(WHAT THE EXERCISE ASKS) Please name the fuzzer that the Badger setup guide says its approach uses.

(SELECTED PASSAGE)
Badger means the combination of fuzzing and symbolic execution for complexity analysis. This approach uses the strength and scalability of fuzzing and the precision of symbolic execution. Please have a look at our paper for more information about our approach. This repository contains the source code for the symbolic execution part of Badger (denoted as SymExe), which could be also run in separate.
These instructions will show you how to setup Badger and how to run it on a simple example: Insertion Sort.
In order to run Badger you need basically two things: (1) a fuzzer, and (2) a symbolic execution engine. As fuzzer we use in our apporach the KelinciWCA, which is provided in its own repository. The symbolic execution engine (denoted as SymExe) is delivered with this repository. It is built on top of Java PathFinder (JPF) and Symbolic PathFinder (SPF), which makes it necessary to have the projects jpf-core and jpf-symbc ready and built. We recommend using the latest SPF version from their GitHub repository and, for now, our own branch of the JPF repository. Please be sure to have the following ".jpf/site.properties" in your home directory:
# JPF site configuration
jpf-core = ${user.home}/.../path-to-jpf-core-folder/jpf-core
jpf-symbc = ${user.home}/.../path-to-jpf-core-folder/pf-symbc
badger = ${user.home}/.../badger-sources/badger
extensions=${jpf-core},${jpf-symbc},${badger}
Badger uses the ant build mechanism similar to JPF and SPF. In order to build the Badger sources, go to the folder "badger-sources/badger" and run the command
ant build
Note: be sure that the site.properties file is setup correctly.
Normally we use the following folder structure to analyze an applicaton:
.
+-- config.txt
+-- kelinciwca_analysis
| +-- src
| +-- bin
| +-- bin-instrumented
| +-- in_dir
| +-- fuzzer-out
| | +-- afl/queue
| | +-- symexe/queue
+-- spf_analysis
| +-- src
| +-- bin
The src folders include the actual application and the drivers (one for fuzzing and one for symbolic execution). The bin folders include the Java class files. The bin-instrumented folder includes the class files instrumented by KelinciWCA. The in_dir folder includes the initial inputs provided by the user (at least one, see AFL documentation for more information). The fuzzer-out folder will be created automatically by AFL and SymExe, and contains the generated inputs.
In general our approach would run KelinicWCA and SymExe in parallel, i.e. start the Kelinci server, then AFL, and then SymExe.
In order to run the SymExe part of Badger please execute the following command:
DYLD_LIBRARY_PATH=path/to/z3/build java -cp "[..]/badger-source/badger/build/*:[..]/badger-source/badger/lib/*:[..]/jpf-core/build/*:[..]/jpf-symbc/build/*:[..]/jpf-symbc/lib/*" edu.cmu.sv.badger.app.BadgerRunner path/to/config-file
Depending on your application, you might want to add the option -Xmx to allow more memory usage for the symbolic execution. We did run our experiments with "-Xmx10240m".

(ENTRIES PROVIDED)
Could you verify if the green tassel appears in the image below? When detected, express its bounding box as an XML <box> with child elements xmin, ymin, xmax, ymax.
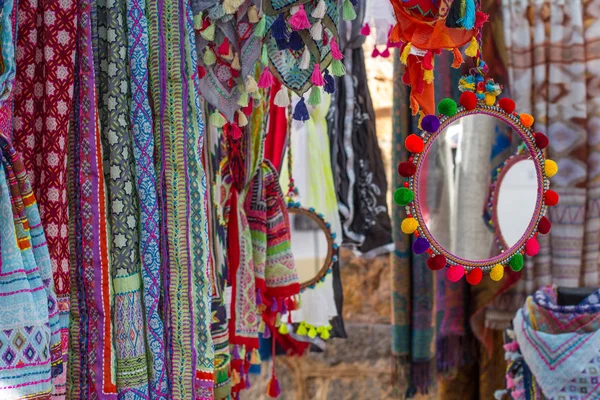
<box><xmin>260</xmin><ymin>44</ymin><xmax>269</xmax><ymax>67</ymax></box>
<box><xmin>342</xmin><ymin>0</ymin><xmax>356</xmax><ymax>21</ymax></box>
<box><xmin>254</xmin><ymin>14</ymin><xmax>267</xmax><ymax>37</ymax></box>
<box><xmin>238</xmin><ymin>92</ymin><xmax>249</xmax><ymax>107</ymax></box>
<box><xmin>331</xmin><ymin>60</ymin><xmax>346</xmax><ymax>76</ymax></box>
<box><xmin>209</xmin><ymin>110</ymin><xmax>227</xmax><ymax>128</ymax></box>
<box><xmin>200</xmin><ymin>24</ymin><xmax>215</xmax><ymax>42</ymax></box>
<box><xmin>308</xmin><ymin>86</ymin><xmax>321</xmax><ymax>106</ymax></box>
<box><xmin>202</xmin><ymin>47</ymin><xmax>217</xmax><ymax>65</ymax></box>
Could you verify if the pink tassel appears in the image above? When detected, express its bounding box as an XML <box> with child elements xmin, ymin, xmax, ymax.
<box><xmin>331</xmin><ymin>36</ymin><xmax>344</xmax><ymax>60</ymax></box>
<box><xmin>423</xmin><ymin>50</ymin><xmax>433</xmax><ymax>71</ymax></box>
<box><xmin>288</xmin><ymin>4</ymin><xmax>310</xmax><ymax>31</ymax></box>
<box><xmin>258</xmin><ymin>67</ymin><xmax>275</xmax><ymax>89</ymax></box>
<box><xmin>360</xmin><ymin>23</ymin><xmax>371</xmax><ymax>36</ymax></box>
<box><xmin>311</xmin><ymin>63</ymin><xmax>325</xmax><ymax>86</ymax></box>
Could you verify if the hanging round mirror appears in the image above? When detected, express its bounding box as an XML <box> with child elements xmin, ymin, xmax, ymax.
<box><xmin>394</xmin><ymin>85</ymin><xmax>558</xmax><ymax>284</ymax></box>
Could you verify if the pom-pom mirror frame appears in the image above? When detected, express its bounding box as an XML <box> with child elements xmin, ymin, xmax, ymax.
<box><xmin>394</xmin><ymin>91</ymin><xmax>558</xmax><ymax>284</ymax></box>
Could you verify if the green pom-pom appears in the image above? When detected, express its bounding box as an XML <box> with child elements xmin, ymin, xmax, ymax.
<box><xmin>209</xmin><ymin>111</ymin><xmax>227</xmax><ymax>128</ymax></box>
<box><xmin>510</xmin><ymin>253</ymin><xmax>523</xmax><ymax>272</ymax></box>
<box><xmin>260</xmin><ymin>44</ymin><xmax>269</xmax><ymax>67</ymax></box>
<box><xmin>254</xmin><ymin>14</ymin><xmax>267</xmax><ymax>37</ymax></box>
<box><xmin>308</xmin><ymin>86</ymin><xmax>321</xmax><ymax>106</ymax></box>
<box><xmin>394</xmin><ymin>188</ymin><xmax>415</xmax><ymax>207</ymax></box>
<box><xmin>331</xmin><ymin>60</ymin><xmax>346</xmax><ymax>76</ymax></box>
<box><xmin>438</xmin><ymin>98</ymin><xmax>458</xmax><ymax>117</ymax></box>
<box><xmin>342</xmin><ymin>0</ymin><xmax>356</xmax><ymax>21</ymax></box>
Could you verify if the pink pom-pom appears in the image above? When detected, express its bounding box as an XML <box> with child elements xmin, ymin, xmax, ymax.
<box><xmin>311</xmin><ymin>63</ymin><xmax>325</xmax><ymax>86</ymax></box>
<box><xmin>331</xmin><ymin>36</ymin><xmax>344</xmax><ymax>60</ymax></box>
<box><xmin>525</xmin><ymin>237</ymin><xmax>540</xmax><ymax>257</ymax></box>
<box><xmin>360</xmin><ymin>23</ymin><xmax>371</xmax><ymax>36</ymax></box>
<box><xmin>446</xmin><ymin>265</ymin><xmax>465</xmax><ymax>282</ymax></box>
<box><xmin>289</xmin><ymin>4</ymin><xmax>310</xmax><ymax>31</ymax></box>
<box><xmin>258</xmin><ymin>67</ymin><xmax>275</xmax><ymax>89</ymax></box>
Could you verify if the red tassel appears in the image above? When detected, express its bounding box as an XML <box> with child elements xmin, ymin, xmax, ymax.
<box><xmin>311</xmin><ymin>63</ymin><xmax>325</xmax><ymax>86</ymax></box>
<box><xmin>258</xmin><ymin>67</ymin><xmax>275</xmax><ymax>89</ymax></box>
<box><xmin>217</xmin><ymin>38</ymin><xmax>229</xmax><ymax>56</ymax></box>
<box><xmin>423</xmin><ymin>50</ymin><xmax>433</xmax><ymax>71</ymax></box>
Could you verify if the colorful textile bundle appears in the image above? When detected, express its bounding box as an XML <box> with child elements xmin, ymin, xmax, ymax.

(EXERCISE SOLUTION) KelinciWCA